→ **WORK REQUIRED**
Please reproduce the 7 Brew Coffee text below word for word, in full.

→ **PAGE TEXT**
Content starts

American drive-thru coffeehouse chain

7 Brew Coffee is an American chain of drive-thru only coffeehouses. It was founded in Rogers, Arkansas, in 2017, but has since expanded and now has a presence throughout the United States. The company's name is derived from its original menu including 7 different coffee drinks, but this number has since expanded.

As of June, 2026, 7 Brew has more than 750 locations nationwide, with each location having an average unit volume of approximately $2 million. The company's president is Chris Dawson, and its CEO is John Davidson as of February 2024.

== History ==
7 Brew was created in 2017, with its first location opening in Rogers, Arkansas.

In 2023, Motley 7 Brew established as a franchise and expanded to over 20 locations by October 2025, supported by investments from private equity groups.

In 2024, the American alternative investment company Blackstone Inc. made a growth equity investment in 7 Brew that allowed it to expand, though it still had about 190 locations nationwide before this point. 7 Brew opened 141 locations throughout 2024 and had a sales increase by 162% to $502 million, ending the year with 321 locations.

Content ends

→ **MATERIAL SUPPLIED**
Content starts

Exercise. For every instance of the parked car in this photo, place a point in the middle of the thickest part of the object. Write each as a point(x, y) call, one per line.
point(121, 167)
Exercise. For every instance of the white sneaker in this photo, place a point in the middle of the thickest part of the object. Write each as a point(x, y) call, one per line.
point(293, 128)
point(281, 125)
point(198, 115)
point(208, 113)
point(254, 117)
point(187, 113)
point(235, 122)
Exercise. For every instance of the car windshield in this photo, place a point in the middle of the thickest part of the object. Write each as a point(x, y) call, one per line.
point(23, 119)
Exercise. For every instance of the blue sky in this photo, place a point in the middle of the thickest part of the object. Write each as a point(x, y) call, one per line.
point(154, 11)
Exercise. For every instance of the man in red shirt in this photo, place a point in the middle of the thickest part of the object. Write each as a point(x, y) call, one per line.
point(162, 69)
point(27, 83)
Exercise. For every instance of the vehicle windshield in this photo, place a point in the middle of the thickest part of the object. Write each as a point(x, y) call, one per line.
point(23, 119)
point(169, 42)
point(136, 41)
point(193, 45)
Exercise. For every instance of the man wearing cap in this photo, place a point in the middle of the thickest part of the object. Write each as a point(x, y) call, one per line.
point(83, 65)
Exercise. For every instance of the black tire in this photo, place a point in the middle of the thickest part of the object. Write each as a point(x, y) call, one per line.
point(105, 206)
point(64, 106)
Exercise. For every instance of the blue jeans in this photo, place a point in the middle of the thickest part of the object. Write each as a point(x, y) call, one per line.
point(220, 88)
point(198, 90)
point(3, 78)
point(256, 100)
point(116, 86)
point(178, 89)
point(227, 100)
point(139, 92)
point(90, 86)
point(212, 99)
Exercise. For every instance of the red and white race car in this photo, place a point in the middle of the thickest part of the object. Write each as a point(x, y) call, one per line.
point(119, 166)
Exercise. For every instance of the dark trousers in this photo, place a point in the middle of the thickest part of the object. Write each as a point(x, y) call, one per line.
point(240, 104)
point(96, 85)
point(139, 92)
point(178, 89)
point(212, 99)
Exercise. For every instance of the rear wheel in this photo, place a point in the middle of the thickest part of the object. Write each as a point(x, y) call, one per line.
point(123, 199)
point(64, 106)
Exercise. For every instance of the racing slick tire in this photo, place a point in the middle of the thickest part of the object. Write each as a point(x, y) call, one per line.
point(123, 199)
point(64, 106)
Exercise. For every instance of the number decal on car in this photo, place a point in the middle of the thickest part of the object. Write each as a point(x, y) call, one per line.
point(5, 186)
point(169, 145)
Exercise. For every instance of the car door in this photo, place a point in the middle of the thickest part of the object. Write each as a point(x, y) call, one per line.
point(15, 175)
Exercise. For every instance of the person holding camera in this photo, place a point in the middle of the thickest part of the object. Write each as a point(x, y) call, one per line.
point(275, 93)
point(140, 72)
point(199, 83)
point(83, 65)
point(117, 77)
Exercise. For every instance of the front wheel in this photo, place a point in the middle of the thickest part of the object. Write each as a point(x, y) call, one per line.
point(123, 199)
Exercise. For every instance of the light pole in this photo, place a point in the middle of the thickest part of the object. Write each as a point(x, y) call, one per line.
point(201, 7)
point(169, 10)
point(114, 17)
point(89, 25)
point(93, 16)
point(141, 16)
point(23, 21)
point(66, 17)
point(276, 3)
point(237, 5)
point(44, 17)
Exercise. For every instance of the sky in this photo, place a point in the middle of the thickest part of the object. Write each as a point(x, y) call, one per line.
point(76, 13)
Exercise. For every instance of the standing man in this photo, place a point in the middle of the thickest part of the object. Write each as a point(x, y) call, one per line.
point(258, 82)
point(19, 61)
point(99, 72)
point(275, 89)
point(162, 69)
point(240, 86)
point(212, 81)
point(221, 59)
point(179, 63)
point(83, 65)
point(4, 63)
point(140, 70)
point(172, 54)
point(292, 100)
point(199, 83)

Content ends

→ **COMPLETED TASK**
American drive-thru coffeehouse chain

7 Brew Coffee is an American chain of drive-thru only coffeehouses. It was founded in Rogers, Arkansas, in 2017, but has since expanded and now has a presence throughout the United States. The company's name is derived from its original menu including 7 different coffee drinks, but this number has since expanded.

As of June, 2026, 7 Brew has more than 750 locations nationwide, with each location having an average unit volume of approximately $2 million. The company's president is Chris Dawson, and its CEO is John Davidson as of February 2024.

== History ==
7 Brew was created in 2017, with its first location opening in Rogers, Arkansas.

In 2023, Motley 7 Brew established as a franchise and expanded to over 20 locations by October 2025, supported by investments from private equity groups.

In 2024, the American alternative investment company Blackstone Inc. made a growth equity investment in 7 Brew that allowed it to expand, though it still had about 190 locations nationwide before this point. 7 Brew opened 141 locations throughout 2024 and had a sales increase by 162% to $502 million, ending the year with 321 locations.